**Descrizione del compito**. Traduca in inglese questa frase del brano sui diritti delle donne in Iran: «Non possono cantare in pubblico, non possono accedere allo stadio, non possono viaggiare senza il consenso del padre o del marito.»

Di Domenico Letizia*
“Dove riscontriamo strage di diritto ritroviamo la strage di popolo”, riassumeva molto efficacemente Marco Pannella. Negli ultimi anni la stampa nazionale ha concentrato molta attenzione sulle “importanti” riforme moderate annunciate dalle autorità iraniane, ma a distanza di qualche anno nulla è cambiato. Sono stati in molti a credere nel nuovo presidente Hassan Rohani, dando credito alle promesse fatte in campagna elettorale e dopo il concludersi degli accordi sul nucleare molti erano coloro che credevano in un nuovo Iran.
Le aperture internazionali e l’uscita dall’isolamento hanno indotto a sperare in un graduale e costante processo di cambiamento che non vi è stato. L’illusione riguarda innanzitutto i diritti delle donne: le donne in Iran, dopo la Rivoluzione Islamica del 1979, sono ancora sotto assedio. Non possono vestire come vogliono e non possono esprimere pensieri qualora siano in disaccordo con il potere. Le donne, seppur il 60% iscritte alle università, sono ancora penalizzate in molti settori. Non possono cantare in pubblico, non possono accedere allo stadio, non possono viaggiare senza il consenso del padre o del marito.
Inoltre, la testimonianza “giuridica” di una donna, come la sua vita in caso di prezzo del sangue, vale la metà di quella di un uomo. E le notizie delle ultime settimane non incoraggiano. Il caso della giocatrice di calcio femminile Shiva Amini è indicativo di ciò che continua ad accadere nella Repubblica Islamica, nel quasi totale silenzio della stampa occidentale. La giocatrice di calcio femminile Shiva Amini è una popolare sportiva in Iran, che ha vinto numerosi riconoscimenti e premi partecipando a tornei internazionali.
Recentemente, la sportiva ha svolto un viaggio privato in Europa, recandosi in Svizzera e in Italia, a Genova. A Genova ha ludicamente partecipato a partite non ufficiali, passando alcune ore con degli amici, accomunati dalla stessa passione per il calcio. Con tale partita è iniziato il calvario della sportiva iraniana. Durante la partita, Shiva ha deciso di giocare con amici senza indossare il velo, postando le foto dell’incontro sul suo profilo Instagram. Pronta la risposta dei rappresentanti della Federazione Calcio Iraniana, che dopo aver visto le foto e i video della sportiva, hanno vietato a Shiva Amin di partecipare al team nazionale femminile dell’Iran.

Voci di dati
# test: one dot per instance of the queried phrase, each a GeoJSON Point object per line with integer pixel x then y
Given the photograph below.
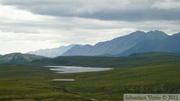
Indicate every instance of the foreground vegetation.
{"type": "Point", "coordinates": [25, 82]}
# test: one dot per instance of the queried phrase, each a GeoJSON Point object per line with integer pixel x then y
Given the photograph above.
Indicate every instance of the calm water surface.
{"type": "Point", "coordinates": [75, 69]}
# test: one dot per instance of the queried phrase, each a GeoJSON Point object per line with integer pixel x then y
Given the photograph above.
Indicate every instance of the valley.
{"type": "Point", "coordinates": [138, 73]}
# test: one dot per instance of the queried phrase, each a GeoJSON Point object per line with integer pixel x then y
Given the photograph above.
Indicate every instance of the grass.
{"type": "Point", "coordinates": [28, 82]}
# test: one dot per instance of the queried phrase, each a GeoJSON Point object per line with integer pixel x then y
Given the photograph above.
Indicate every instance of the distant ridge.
{"type": "Point", "coordinates": [135, 42]}
{"type": "Point", "coordinates": [54, 52]}
{"type": "Point", "coordinates": [18, 58]}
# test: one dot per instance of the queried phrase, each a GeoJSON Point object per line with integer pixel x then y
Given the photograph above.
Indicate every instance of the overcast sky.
{"type": "Point", "coordinates": [27, 25]}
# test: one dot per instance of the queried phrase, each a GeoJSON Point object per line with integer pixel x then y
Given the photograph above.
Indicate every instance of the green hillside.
{"type": "Point", "coordinates": [151, 74]}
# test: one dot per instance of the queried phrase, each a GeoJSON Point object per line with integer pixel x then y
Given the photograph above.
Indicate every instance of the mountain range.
{"type": "Point", "coordinates": [135, 42]}
{"type": "Point", "coordinates": [54, 52]}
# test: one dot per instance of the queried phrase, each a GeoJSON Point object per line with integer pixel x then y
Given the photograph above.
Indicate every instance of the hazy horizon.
{"type": "Point", "coordinates": [39, 24]}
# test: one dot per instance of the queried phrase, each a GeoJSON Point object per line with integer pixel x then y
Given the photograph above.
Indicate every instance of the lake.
{"type": "Point", "coordinates": [75, 69]}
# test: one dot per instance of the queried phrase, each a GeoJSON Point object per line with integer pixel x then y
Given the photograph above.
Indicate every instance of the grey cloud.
{"type": "Point", "coordinates": [120, 10]}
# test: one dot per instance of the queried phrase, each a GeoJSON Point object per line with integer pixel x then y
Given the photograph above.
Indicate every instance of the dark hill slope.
{"type": "Point", "coordinates": [18, 58]}
{"type": "Point", "coordinates": [130, 61]}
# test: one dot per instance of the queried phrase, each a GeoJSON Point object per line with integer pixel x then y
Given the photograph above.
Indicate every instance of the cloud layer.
{"type": "Point", "coordinates": [50, 23]}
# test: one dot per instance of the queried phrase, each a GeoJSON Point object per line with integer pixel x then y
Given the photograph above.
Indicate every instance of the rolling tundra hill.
{"type": "Point", "coordinates": [18, 58]}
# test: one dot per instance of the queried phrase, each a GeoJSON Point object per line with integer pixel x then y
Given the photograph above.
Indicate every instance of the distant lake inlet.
{"type": "Point", "coordinates": [75, 69]}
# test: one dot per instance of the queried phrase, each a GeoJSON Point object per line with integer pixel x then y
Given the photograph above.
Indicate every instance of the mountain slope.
{"type": "Point", "coordinates": [154, 58]}
{"type": "Point", "coordinates": [119, 45]}
{"type": "Point", "coordinates": [54, 52]}
{"type": "Point", "coordinates": [18, 58]}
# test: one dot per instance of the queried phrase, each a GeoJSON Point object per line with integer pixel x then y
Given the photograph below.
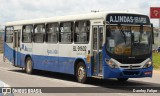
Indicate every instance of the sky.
{"type": "Point", "coordinates": [13, 10]}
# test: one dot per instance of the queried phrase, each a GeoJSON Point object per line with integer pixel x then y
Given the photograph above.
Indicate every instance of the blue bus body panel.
{"type": "Point", "coordinates": [66, 65]}
{"type": "Point", "coordinates": [47, 63]}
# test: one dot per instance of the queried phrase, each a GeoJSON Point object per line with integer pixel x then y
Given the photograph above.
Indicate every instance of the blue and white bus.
{"type": "Point", "coordinates": [101, 45]}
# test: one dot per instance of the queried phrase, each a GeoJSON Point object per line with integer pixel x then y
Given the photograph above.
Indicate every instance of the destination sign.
{"type": "Point", "coordinates": [128, 19]}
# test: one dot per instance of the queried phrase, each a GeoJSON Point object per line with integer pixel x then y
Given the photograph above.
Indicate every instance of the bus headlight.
{"type": "Point", "coordinates": [111, 63]}
{"type": "Point", "coordinates": [148, 64]}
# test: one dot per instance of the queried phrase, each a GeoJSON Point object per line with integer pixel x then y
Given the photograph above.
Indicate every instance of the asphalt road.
{"type": "Point", "coordinates": [16, 77]}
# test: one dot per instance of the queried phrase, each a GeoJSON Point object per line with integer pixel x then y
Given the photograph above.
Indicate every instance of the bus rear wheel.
{"type": "Point", "coordinates": [81, 72]}
{"type": "Point", "coordinates": [29, 66]}
{"type": "Point", "coordinates": [122, 79]}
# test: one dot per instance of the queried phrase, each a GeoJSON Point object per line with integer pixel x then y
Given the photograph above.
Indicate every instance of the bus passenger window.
{"type": "Point", "coordinates": [27, 34]}
{"type": "Point", "coordinates": [9, 34]}
{"type": "Point", "coordinates": [66, 30]}
{"type": "Point", "coordinates": [52, 33]}
{"type": "Point", "coordinates": [82, 32]}
{"type": "Point", "coordinates": [39, 33]}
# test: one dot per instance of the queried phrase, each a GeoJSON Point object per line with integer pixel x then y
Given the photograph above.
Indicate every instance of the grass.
{"type": "Point", "coordinates": [156, 60]}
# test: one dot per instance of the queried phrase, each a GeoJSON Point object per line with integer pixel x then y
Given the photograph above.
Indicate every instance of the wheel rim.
{"type": "Point", "coordinates": [29, 65]}
{"type": "Point", "coordinates": [81, 72]}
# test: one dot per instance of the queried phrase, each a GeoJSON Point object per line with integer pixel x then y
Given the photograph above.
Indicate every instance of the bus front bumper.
{"type": "Point", "coordinates": [123, 73]}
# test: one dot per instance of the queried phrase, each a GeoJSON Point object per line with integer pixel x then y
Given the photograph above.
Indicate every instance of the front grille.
{"type": "Point", "coordinates": [130, 61]}
{"type": "Point", "coordinates": [131, 73]}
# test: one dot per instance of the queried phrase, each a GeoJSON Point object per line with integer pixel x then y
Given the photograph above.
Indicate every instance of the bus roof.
{"type": "Point", "coordinates": [89, 16]}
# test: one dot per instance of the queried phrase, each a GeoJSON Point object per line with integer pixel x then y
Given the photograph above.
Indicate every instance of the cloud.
{"type": "Point", "coordinates": [12, 10]}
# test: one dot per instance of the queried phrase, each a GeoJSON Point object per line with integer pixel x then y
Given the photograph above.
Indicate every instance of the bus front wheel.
{"type": "Point", "coordinates": [29, 66]}
{"type": "Point", "coordinates": [81, 72]}
{"type": "Point", "coordinates": [122, 79]}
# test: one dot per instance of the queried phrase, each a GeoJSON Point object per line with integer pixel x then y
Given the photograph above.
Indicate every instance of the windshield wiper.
{"type": "Point", "coordinates": [122, 32]}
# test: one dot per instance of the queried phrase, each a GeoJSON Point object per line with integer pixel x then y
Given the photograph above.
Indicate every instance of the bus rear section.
{"type": "Point", "coordinates": [127, 51]}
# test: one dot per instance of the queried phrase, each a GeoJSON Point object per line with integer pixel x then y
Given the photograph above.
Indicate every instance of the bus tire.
{"type": "Point", "coordinates": [81, 72]}
{"type": "Point", "coordinates": [29, 66]}
{"type": "Point", "coordinates": [122, 79]}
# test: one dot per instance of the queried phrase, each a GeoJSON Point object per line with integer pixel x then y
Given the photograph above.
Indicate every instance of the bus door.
{"type": "Point", "coordinates": [17, 57]}
{"type": "Point", "coordinates": [97, 50]}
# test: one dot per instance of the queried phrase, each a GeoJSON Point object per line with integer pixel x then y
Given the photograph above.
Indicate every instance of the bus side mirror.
{"type": "Point", "coordinates": [152, 34]}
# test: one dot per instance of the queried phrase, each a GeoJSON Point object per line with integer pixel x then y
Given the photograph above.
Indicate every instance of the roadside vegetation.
{"type": "Point", "coordinates": [156, 60]}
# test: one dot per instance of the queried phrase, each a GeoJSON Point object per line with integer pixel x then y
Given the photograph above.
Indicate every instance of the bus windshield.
{"type": "Point", "coordinates": [129, 40]}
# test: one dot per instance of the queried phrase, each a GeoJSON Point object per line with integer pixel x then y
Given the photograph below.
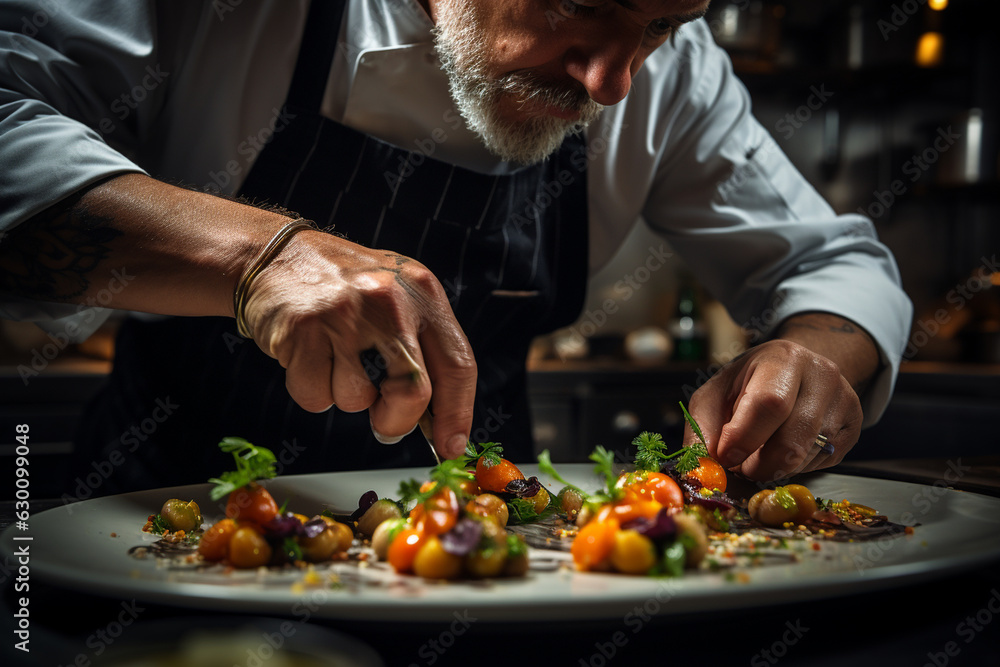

**Soluzione**. They cannot sing in public, they cannot enter the stadium, they cannot travel without the consent of their father or husband.